__TASK GOAL__. Find all lines in the records that include the word "stain", and copy them out.

════════════════

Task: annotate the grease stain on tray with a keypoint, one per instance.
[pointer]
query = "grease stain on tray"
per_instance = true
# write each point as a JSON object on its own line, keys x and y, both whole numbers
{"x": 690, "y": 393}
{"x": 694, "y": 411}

════════════════

__RESULT FOR THIS EXERCISE__.
Task: annotate the grease stain on tray with a keypoint, one per instance.
query = "grease stain on tray"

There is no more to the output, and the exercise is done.